## Your goal
List each line of the data that holds the word "pole".

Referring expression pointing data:
=====
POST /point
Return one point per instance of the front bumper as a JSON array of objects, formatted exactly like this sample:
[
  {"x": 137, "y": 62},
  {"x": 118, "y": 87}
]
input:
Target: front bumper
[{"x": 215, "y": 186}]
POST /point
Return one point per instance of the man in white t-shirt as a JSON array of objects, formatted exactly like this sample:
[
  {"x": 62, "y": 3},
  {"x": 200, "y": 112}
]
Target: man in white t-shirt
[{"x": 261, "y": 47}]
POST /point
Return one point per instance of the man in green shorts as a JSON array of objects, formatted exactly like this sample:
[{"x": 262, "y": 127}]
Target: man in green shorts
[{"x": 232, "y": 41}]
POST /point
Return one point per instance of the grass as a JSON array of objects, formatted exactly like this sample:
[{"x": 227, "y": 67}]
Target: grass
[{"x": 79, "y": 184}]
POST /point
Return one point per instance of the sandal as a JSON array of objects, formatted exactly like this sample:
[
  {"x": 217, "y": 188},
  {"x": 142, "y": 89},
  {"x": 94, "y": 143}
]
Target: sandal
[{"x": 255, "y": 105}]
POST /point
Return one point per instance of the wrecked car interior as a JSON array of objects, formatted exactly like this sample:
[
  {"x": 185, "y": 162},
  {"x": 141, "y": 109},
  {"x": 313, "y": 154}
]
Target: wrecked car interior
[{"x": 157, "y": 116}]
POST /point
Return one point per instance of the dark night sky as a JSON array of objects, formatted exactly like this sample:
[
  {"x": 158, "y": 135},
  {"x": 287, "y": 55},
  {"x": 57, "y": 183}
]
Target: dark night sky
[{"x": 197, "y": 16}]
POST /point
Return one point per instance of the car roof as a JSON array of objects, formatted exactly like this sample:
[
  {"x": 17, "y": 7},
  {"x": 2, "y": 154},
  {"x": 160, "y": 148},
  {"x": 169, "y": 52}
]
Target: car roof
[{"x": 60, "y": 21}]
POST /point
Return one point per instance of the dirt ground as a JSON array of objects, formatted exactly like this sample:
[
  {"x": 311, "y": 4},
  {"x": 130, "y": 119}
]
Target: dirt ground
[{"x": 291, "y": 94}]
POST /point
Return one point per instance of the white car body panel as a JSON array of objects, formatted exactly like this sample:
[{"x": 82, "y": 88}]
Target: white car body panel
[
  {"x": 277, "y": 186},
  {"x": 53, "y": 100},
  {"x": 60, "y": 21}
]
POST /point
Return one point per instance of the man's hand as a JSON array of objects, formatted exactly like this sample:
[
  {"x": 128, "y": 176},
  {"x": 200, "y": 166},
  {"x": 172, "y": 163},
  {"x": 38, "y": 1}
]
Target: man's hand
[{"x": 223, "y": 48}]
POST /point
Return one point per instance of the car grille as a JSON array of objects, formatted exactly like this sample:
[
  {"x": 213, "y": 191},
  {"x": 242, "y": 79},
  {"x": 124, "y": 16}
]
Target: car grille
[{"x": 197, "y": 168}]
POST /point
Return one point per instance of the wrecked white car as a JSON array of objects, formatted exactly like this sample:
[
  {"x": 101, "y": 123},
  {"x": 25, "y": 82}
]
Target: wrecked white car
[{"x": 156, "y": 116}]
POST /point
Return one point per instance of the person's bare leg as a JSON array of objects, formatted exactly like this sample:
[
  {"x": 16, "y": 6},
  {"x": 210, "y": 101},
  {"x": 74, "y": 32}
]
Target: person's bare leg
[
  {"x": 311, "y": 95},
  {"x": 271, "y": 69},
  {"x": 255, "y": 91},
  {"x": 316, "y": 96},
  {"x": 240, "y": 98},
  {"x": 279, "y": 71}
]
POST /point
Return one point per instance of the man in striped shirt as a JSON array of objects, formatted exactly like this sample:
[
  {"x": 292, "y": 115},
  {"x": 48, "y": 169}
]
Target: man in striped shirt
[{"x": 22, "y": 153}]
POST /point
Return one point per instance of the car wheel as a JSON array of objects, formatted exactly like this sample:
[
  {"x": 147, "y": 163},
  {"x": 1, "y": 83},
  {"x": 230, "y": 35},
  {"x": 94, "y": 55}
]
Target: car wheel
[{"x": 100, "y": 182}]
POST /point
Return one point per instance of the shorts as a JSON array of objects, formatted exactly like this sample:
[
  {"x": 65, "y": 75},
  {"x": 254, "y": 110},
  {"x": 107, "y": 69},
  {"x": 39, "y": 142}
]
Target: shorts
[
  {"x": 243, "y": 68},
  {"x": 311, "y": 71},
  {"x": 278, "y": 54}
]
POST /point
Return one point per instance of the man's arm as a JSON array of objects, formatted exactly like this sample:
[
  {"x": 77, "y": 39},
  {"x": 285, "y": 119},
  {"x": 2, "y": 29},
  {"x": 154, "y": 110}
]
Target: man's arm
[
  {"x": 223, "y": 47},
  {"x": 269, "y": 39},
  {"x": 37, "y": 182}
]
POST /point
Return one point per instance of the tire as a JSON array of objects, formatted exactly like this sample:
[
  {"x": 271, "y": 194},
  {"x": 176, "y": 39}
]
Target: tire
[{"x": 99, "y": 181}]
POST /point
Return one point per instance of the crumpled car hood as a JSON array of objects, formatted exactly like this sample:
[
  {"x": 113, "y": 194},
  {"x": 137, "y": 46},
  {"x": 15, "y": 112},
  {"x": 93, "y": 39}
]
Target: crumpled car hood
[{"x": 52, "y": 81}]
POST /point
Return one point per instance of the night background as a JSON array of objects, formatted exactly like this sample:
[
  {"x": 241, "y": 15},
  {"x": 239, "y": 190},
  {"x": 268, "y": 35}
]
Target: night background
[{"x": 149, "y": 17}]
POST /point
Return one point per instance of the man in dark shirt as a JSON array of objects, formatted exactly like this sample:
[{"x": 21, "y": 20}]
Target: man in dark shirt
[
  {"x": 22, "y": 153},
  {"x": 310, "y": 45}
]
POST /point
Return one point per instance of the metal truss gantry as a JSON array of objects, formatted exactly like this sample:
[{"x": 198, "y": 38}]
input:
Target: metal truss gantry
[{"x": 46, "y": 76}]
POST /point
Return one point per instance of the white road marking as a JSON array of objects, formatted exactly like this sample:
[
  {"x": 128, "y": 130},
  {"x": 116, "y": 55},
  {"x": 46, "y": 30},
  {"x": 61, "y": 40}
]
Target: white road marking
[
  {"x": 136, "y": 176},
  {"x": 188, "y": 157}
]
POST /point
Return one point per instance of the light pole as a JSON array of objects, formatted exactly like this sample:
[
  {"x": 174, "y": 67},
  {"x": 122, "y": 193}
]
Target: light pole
=====
## Solution to this problem
Return one point per instance of the light pole as a JSON array of objects, formatted exactly like this sample:
Target: light pole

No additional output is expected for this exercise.